**Things to do**
a – Answer these questions about the rolling-total SQL query text, one answer per line, marked the same way:
(i) What three columns should the result set contain?
(ii) Which table is joined on the condition t.TerritoryID = o.TerritoryID?
(iii) What date literal appears in the DATEADD expressions?
b – In the rolling-total SQL query text, why does the SELECT line list exactly three expressions? Answer in one to three sentences.
c – Extend the rolling-total SQL query text, picking up after its last line.

1) List the two-week rolling total quantity by territory for the current period and 3 prior periods by week. The result set should have three columns: Period Start Date, Territory Name, and Total Quantity.

SELECT w.startdate, t.Name, SUM(od.OrderQty) AS Quantity
	FROM Sales.SalesOrderHeader o
	JOIN Sales.SalesOrderDetail od ON od.SalesOrderID = o.SalesOrderID
	JOIN Sales.SalesTerritory t ON t.TerritoryID = o.TerritoryID
	JOIN (
		SELECT	DATEADD(dd, -1, DATEADD(ww, DATEDIFF(ww, 0, '8/1/2008'), 0)) as 'StartDate',
			DATEADD(dd, 13, DATEADD(ww, DATEDIFF(ww, 0, '8/1/2008'), 0)) as 'EndDate'
		UNION ALL
		SELECT	DATEADD(dd, -8, DATEADD(ww, DATEDIFF(ww, 0, '8/1/2008'), 0)),
			DATEADD(dd, 6, DATEADD(ww, DATEDIFF(ww, 0, '8/1/2008'), 0))

**Given data**
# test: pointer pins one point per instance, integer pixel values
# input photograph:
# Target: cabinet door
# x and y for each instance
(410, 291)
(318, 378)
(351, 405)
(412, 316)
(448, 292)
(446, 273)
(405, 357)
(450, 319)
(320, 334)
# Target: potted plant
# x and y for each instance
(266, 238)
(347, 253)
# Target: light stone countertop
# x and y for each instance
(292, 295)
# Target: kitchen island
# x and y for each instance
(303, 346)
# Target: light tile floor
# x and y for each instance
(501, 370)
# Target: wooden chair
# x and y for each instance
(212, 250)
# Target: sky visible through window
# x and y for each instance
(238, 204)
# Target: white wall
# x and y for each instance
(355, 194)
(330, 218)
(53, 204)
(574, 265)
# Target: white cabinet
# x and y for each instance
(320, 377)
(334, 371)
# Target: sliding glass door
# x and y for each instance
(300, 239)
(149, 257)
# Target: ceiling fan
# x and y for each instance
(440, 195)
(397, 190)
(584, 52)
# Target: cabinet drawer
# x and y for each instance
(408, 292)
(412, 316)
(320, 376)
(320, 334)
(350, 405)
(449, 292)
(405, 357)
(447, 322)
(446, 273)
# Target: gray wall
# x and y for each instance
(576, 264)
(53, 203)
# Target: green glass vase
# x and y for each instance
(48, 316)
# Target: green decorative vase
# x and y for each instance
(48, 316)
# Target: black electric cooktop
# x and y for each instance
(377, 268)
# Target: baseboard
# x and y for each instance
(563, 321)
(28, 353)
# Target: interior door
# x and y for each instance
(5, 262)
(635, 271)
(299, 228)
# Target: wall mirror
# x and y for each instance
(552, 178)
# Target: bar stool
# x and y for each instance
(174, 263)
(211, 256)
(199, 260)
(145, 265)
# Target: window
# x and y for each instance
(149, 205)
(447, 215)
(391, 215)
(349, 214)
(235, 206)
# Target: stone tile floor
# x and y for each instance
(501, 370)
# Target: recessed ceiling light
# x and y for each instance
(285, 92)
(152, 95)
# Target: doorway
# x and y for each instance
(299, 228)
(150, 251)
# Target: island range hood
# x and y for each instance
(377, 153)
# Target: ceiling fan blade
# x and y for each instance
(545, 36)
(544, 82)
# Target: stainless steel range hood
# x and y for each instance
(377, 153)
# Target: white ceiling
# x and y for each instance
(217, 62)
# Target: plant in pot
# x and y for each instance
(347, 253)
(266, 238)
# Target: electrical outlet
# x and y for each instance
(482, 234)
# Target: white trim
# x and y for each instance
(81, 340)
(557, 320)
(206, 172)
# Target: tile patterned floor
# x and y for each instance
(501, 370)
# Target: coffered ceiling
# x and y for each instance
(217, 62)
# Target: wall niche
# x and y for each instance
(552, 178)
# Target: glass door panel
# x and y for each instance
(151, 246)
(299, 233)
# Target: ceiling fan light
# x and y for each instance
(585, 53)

**Responses to the exercise**
a –
(i) Period Start Date, Territory Name, and Total Quantity
(ii) Sales.SalesTerritory
(iii) '8/1/2008'

b – The problem statement says the result set should have three columns: Period Start Date, Territory Name, and Total Quantity. The SELECT line provides these as w.startdate, t.Name, and SUM(od.OrderQty) AS Quantity.

c –
		UNION ALL
		SELECT	DATEADD(dd, -15, DATEADD(ww, DATEDIFF(ww, 0, '8/1/2008'), 0)),
			DATEADD(dd, -1, DATEADD(ww, DATEDIFF(ww, 0, '8/1/2008'), 0))
		UNION ALL
		SELECT	DATEADD(dd, -22, DATEADD(ww, DATEDIFF(ww, 0, '8/1/2008'), 0)),
			DATEADD(dd, -8, DATEADD(ww, DATEDIFF(ww, 0, '8/1/2008'), 0))
	) W ON W.StartDate <= o.OrderDate AND w.EndDate > o.OrderDate
	GROUP BY w.startdate, t.Name
	ORDER BY w.StartDate, t.Name

2) List the total sales for each day of the week by territory for July 2008. The columns in the result set should be: Territory, Sunday, Monday, Tuesday, Wednesday, Thursday, Friday, Saturday. Do not display the territory if it had zero sales all week.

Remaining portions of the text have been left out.